------ SOURCE TEXT ------

FOR IMMEDIATE RELEASE:

Actions speak louder than posters.

As the world grapples to contain an immediate health crisis, designers have come together to throw their support behind tackling the greatest long term risk to humanity: climate change.

Mate Act Now is a climate change poster protest for the digital generation — 150+ posters protesting climate change and driving political action launching on Earth Day to raise awareness of climate change and funds for the Red Cross Disaster Relief and Recovery Australia.

Launched on Earth Day to highlight the effects of climate change, designers and artists are using digital posters powered by social media to raise money and spread awareness of climate change.

The initiative was founded by New Zealand designer Chris Flack who felt compelled to do something as Australia burned over the summer.

“Being a designer, I didn’t know what else to do than to grab pen and paper,” he explains.

The result was a poster which, with the scribbling help of Flack’s 2-year-old son Leo, turned the words “CLIMATE ACTION NOW” into “MATE ACT NOW”: a catch-cry all Australians and Kiwis can get behind.

------ DATA SHOWN ------

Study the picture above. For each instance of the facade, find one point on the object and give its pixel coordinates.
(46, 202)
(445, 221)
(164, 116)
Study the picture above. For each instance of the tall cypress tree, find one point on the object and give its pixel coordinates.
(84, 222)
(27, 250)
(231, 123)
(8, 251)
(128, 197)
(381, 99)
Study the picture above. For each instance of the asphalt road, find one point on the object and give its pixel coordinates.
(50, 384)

------
------ DATA SHOWN ------

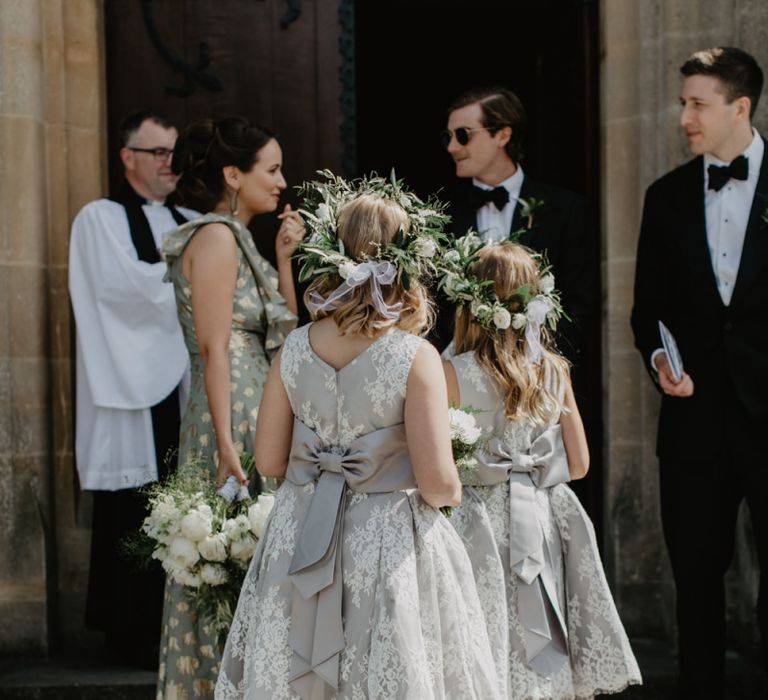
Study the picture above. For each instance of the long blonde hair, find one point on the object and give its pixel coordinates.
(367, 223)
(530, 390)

------

= PROBLEMS AND TASKS =
1) Say whether each statement agrees with the Mate Act Now press release, answering yes or no and quoting the words from the release that decide it. (a) The initiative was founded by an Australian designer. (b) The posters launched on Earth Day. (c) The money raised goes to the Red Cross Disaster Relief and Recovery Australia.
2) Carry on the Mate Act Now press release, picking up after its final sentence.

= ANSWERS TO THE PROBLEMS =
1)
(a) No: "The initiative was founded by New Zealand designer Chris Flack"
(b) Yes: "launching on Earth Day"
(c) Yes: "funds for the Red Cross Disaster Relief and Recovery Australia"

2)
Since then, the project has expanded into a collective global response, with over 200 designers involved. These included a range of hugely respected designers and studios: Akin, DIA, Manual, Build, Wade Jeffree and Leta Sobierajski, Vince Frost, Mucho, Mash Creative, Seachange, Studio South, Hey Studio, Carla Scotto, Christopher Doyle, Paul Garbett, Megan Bowker (Collins) and Lorenzo Fanton to name a few getting behind it.

“In these uncertain and unprecedented times, it's powerful to know that the advertising and design community can come together to effect change,” Flack says.

“We don’t want to take away from the enormous toll COVID-19 is taking on human health and the global economy, but the greatest long term threat to everything we hold dear is climate change.

“It’s important we don’t lose perspective of that and continue to do what we all can, with the skills we each possess, to tackle the climate crisis with the same willpower and global collaboration being displayed in the fight against COVID-19. On Earth Day designers and creatives to shared the posters on their social media feeds as a collective protest for the digital generation.”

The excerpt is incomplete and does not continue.